_What you should do:_ Which lines in the records contain the word "white"? Report each such line in full, matching case exactly.

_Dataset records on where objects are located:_
_ _ _ _

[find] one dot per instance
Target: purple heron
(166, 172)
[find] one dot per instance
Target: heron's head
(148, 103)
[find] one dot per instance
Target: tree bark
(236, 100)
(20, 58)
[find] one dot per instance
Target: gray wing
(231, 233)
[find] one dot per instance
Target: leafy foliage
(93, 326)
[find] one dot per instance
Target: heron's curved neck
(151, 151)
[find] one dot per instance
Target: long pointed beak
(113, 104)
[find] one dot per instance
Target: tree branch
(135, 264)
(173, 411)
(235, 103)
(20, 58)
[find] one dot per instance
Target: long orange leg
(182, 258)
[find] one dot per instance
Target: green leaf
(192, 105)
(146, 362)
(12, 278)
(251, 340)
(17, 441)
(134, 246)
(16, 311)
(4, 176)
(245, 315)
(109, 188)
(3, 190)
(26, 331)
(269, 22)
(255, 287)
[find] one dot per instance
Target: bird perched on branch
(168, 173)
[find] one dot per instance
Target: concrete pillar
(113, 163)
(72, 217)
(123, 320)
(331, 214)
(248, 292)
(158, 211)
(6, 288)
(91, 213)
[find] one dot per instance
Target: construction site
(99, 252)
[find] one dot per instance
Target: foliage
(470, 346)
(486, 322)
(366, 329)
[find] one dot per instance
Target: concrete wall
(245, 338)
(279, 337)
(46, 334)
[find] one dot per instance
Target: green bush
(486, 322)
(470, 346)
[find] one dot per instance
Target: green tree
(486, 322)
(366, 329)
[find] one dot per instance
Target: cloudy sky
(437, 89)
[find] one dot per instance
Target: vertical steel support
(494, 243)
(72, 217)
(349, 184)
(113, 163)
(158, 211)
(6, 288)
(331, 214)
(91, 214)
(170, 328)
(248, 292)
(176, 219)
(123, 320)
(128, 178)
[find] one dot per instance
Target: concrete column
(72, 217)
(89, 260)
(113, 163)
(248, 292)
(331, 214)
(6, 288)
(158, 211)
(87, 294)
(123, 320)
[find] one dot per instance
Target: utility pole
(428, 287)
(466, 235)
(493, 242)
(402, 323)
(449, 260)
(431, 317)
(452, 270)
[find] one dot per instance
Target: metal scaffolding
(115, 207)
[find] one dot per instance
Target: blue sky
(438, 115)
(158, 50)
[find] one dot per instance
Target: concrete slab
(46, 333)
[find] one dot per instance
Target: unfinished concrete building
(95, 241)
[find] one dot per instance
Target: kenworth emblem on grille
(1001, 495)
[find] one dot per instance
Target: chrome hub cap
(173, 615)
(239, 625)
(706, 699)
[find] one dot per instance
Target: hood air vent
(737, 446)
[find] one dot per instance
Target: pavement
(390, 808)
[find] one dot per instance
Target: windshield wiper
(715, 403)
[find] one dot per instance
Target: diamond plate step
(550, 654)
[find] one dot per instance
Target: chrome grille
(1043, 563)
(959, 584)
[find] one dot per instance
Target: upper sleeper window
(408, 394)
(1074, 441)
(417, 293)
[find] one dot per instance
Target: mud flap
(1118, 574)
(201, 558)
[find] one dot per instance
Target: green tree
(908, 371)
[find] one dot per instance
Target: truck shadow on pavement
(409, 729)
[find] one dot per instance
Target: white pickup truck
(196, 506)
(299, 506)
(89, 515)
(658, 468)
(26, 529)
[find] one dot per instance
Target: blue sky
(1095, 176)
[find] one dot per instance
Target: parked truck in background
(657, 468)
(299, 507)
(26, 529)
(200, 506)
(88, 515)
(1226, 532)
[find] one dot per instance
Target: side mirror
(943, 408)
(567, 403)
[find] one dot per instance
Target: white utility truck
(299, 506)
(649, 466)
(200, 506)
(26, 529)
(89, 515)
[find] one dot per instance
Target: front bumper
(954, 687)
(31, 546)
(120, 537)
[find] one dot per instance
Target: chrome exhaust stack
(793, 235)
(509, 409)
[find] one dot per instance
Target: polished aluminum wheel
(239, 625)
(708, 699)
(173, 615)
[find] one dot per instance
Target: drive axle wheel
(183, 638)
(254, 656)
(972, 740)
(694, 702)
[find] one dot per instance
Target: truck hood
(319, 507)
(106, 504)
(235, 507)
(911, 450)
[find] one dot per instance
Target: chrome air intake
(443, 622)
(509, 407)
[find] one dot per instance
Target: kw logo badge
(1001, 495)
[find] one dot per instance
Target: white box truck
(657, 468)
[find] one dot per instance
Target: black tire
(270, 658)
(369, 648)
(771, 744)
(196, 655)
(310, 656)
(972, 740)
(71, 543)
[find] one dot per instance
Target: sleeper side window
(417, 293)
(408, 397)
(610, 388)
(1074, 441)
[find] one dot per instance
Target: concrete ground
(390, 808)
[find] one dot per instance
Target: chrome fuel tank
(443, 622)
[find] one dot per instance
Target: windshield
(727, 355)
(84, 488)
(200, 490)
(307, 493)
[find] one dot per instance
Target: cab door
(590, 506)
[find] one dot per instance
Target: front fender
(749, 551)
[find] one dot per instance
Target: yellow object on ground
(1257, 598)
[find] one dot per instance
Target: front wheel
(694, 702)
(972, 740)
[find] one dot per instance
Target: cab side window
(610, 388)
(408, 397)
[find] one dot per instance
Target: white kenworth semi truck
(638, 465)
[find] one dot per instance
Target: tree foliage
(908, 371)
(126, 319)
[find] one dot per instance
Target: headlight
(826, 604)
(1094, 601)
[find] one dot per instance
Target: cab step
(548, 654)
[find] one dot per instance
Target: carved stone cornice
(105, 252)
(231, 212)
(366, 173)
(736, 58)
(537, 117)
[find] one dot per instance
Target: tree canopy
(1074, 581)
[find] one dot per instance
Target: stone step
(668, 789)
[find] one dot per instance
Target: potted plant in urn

_ _ _ _

_Correct output:_
Target: white pickup truck
Target: white utility truck
Target: white box truck
Target: white kenworth semi truck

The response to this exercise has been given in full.